*PROBLEM TO SOLVE*:
Which lines in the records below contain the word "hindwing"? Find and copy each of them, matching case exactly.
☆ ☆ ☆
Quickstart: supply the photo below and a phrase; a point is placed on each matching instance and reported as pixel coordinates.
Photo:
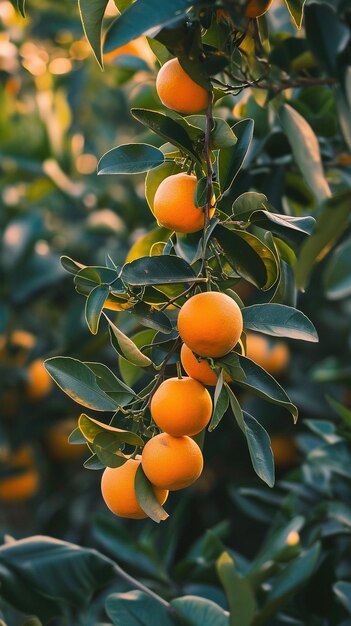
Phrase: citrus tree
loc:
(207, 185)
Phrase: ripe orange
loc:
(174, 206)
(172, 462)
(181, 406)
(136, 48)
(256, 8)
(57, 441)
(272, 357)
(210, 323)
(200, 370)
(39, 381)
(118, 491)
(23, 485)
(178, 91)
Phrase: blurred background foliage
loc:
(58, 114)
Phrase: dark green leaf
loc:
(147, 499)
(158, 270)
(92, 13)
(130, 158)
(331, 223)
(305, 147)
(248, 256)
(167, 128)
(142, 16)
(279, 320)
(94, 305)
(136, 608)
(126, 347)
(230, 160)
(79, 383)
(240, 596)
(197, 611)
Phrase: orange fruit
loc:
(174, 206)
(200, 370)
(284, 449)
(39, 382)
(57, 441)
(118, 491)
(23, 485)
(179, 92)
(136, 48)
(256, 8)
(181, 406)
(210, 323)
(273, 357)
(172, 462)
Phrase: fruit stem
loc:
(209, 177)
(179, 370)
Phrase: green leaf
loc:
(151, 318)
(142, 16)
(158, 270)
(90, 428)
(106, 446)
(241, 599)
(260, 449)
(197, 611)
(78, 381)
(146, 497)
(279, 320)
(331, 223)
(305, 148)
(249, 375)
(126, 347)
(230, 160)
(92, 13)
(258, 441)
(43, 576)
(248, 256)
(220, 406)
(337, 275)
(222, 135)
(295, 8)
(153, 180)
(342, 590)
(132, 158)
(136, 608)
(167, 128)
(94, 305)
☆ ☆ ☆
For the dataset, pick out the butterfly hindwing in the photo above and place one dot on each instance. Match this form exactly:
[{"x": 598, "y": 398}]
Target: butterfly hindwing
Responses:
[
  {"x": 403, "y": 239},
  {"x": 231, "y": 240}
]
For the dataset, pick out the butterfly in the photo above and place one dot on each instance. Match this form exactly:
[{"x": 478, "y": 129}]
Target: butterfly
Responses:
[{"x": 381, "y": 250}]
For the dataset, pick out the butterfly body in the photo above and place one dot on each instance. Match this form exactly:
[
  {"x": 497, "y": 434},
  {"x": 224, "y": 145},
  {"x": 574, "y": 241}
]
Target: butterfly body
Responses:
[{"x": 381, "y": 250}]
☆ ☆ ☆
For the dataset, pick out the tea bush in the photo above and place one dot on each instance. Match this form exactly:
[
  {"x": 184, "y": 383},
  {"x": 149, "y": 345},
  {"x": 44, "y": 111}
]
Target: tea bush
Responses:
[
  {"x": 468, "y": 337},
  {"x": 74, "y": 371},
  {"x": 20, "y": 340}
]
☆ ☆ ☆
*COMPLETE OUTPUT*:
For the dataset, pick out the butterfly hindwing in the photo above and place one dot on each instance. Match this form exactly:
Target: butterfly hindwing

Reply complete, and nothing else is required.